WHAT THE TASK ASKS >> Within the records below, find each line that holds the string "fabric", then copy it.

RECORD SET >>
|---|

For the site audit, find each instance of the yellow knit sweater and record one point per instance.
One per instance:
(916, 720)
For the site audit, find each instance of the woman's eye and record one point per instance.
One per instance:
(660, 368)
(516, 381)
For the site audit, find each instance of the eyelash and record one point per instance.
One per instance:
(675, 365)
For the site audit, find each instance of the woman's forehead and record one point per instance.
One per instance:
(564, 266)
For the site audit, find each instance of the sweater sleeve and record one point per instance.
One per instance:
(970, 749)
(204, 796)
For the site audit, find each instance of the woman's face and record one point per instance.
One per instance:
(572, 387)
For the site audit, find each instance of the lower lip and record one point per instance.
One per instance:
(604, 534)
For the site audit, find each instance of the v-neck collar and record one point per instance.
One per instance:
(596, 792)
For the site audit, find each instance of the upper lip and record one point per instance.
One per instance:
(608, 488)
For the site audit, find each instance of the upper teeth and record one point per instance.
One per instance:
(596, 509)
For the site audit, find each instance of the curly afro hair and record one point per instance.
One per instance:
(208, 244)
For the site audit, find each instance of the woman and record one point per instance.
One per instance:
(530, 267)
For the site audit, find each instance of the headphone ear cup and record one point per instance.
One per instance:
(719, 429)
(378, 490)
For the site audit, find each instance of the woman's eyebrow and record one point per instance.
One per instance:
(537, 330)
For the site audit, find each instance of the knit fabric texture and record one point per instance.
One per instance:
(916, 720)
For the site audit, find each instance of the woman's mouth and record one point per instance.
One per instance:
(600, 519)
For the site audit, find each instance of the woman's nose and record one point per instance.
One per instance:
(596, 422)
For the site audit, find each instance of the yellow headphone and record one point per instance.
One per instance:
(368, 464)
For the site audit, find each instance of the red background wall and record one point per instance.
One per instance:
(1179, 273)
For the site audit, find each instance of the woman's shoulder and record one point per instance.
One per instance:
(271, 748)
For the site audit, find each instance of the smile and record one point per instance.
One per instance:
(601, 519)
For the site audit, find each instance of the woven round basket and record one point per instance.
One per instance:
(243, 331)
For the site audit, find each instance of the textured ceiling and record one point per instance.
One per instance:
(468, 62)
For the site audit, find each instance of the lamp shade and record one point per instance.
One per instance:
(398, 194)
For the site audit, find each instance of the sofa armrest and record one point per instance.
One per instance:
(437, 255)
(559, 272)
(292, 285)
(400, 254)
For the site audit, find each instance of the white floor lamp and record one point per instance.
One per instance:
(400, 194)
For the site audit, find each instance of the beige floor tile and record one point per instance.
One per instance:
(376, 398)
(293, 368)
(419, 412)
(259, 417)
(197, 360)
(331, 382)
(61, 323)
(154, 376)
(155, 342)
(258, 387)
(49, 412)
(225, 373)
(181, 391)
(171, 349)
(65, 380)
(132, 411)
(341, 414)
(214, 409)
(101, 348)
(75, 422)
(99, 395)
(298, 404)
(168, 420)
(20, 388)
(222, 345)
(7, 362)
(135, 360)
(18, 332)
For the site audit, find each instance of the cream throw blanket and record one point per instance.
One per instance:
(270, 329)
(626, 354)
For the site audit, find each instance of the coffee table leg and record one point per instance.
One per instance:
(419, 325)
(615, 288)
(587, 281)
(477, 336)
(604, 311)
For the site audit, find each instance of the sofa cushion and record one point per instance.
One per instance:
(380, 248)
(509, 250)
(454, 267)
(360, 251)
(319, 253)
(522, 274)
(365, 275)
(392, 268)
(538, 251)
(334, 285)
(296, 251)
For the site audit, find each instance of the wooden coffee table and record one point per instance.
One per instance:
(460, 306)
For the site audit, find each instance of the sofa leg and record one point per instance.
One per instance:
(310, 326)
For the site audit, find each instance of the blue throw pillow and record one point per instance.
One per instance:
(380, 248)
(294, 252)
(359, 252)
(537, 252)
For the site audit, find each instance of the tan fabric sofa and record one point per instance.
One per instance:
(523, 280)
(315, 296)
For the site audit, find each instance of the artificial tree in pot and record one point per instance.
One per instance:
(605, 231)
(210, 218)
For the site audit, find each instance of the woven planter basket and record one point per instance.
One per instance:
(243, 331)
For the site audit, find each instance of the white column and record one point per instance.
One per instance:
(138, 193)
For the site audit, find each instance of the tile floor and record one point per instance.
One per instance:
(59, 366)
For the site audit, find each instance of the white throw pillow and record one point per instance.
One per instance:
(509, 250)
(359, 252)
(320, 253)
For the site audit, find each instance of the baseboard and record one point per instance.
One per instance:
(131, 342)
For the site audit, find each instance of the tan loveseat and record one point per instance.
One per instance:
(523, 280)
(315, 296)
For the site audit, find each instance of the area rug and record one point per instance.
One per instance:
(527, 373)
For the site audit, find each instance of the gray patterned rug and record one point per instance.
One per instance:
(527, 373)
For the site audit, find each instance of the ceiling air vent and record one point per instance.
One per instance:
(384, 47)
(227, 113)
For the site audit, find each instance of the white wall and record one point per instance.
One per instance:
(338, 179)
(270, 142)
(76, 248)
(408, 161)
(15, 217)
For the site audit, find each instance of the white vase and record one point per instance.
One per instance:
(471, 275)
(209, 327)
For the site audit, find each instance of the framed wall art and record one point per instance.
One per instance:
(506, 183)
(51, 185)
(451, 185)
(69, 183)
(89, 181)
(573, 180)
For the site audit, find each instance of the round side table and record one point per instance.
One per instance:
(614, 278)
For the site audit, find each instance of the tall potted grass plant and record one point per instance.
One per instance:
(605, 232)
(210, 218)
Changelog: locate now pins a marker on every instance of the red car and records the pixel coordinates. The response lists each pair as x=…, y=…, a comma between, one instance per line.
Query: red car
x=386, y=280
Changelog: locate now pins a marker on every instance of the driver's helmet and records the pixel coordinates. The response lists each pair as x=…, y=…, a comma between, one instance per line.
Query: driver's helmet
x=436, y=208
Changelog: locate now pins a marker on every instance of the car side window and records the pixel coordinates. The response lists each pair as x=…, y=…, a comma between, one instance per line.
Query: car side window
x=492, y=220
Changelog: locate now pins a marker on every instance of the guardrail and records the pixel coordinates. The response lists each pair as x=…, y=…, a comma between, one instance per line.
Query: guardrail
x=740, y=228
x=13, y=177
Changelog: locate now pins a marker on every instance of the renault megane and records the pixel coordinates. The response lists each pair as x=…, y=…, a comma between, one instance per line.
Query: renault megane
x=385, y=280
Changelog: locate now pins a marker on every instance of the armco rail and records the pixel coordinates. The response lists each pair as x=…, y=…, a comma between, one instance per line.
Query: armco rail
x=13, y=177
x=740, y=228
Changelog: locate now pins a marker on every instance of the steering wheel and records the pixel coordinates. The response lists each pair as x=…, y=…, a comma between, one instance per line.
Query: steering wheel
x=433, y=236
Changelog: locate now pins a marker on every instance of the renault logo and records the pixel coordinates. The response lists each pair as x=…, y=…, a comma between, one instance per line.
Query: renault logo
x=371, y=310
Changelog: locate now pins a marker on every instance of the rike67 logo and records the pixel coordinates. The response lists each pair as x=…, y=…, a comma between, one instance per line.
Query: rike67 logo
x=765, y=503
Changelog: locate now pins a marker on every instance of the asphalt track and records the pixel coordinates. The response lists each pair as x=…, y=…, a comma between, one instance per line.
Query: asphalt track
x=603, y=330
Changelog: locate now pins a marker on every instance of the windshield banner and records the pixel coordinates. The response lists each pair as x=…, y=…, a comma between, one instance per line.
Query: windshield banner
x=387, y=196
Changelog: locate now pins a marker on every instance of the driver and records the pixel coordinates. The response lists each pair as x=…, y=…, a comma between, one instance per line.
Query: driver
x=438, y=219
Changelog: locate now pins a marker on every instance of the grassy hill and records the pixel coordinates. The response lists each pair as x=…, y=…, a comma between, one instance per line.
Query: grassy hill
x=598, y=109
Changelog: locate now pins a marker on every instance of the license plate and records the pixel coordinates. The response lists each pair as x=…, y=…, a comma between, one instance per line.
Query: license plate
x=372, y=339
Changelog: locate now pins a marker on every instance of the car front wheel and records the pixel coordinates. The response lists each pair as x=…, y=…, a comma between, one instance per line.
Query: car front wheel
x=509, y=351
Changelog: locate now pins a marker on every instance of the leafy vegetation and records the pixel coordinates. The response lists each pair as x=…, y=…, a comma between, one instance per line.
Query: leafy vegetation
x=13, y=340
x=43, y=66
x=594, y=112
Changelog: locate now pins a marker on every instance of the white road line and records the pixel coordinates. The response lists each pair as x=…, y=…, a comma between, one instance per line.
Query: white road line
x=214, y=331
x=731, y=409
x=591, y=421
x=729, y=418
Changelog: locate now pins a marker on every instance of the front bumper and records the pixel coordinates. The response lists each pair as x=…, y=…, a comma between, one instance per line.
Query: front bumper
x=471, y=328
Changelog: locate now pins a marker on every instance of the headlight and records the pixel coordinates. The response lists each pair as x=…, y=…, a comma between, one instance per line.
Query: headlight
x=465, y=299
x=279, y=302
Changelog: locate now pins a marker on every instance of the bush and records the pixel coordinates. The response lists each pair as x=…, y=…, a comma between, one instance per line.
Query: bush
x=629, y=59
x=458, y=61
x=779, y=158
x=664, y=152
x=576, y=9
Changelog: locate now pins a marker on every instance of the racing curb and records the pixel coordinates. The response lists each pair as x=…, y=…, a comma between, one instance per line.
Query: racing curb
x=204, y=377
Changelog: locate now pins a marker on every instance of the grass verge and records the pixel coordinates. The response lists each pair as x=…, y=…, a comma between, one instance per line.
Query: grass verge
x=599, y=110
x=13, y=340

|---|

RESULT >>
For the site audit, find each instance of the knit fabric texture and record one point per instance.
For the site audit, find each instance of the tan fabric sofa and record one point per instance.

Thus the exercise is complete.